-- START RECORDS FOR THIS TASK --
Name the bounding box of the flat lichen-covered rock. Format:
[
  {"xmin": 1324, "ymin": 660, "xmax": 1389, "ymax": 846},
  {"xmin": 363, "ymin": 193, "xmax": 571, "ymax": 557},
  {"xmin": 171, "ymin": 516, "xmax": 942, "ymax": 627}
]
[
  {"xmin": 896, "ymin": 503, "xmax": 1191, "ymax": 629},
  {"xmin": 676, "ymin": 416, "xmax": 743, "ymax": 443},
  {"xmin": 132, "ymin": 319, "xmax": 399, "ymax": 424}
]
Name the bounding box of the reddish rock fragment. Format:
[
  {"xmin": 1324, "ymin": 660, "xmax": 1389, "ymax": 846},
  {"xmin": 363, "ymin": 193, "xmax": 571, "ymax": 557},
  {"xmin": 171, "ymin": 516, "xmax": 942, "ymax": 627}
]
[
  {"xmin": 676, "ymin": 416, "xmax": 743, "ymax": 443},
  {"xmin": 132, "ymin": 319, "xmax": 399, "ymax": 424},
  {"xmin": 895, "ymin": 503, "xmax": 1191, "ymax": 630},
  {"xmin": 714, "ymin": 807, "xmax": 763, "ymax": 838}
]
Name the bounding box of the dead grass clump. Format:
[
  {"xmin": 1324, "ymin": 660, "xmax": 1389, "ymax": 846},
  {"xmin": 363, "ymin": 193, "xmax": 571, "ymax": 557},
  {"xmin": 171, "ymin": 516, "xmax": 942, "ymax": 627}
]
-- END RECORDS FOR THIS TASK --
TASK OBJECTIVE
Copy every line of the data above verbatim, without changing anything.

ANSWER FOR THIS EXERCISE
Name the bounding box of the flat lichen-covered rock. Format:
[
  {"xmin": 1324, "ymin": 660, "xmax": 1389, "ymax": 846},
  {"xmin": 363, "ymin": 193, "xmax": 571, "ymax": 557},
  {"xmin": 171, "ymin": 516, "xmax": 942, "ymax": 627}
]
[
  {"xmin": 896, "ymin": 503, "xmax": 1191, "ymax": 629},
  {"xmin": 676, "ymin": 416, "xmax": 743, "ymax": 443},
  {"xmin": 132, "ymin": 319, "xmax": 399, "ymax": 424}
]
Name the bounding box of the reddish rock fragment. Format:
[
  {"xmin": 1324, "ymin": 660, "xmax": 1389, "ymax": 846},
  {"xmin": 363, "ymin": 193, "xmax": 571, "ymax": 557},
  {"xmin": 171, "ymin": 516, "xmax": 942, "ymax": 627}
]
[
  {"xmin": 676, "ymin": 416, "xmax": 743, "ymax": 443},
  {"xmin": 132, "ymin": 319, "xmax": 399, "ymax": 424},
  {"xmin": 895, "ymin": 503, "xmax": 1191, "ymax": 630},
  {"xmin": 714, "ymin": 807, "xmax": 763, "ymax": 838}
]
Name the bounding box of the dead grass clump. Format:
[
  {"xmin": 1324, "ymin": 660, "xmax": 1389, "ymax": 846},
  {"xmin": 363, "ymin": 193, "xmax": 571, "ymax": 557},
  {"xmin": 171, "ymin": 516, "xmax": 942, "ymax": 627}
]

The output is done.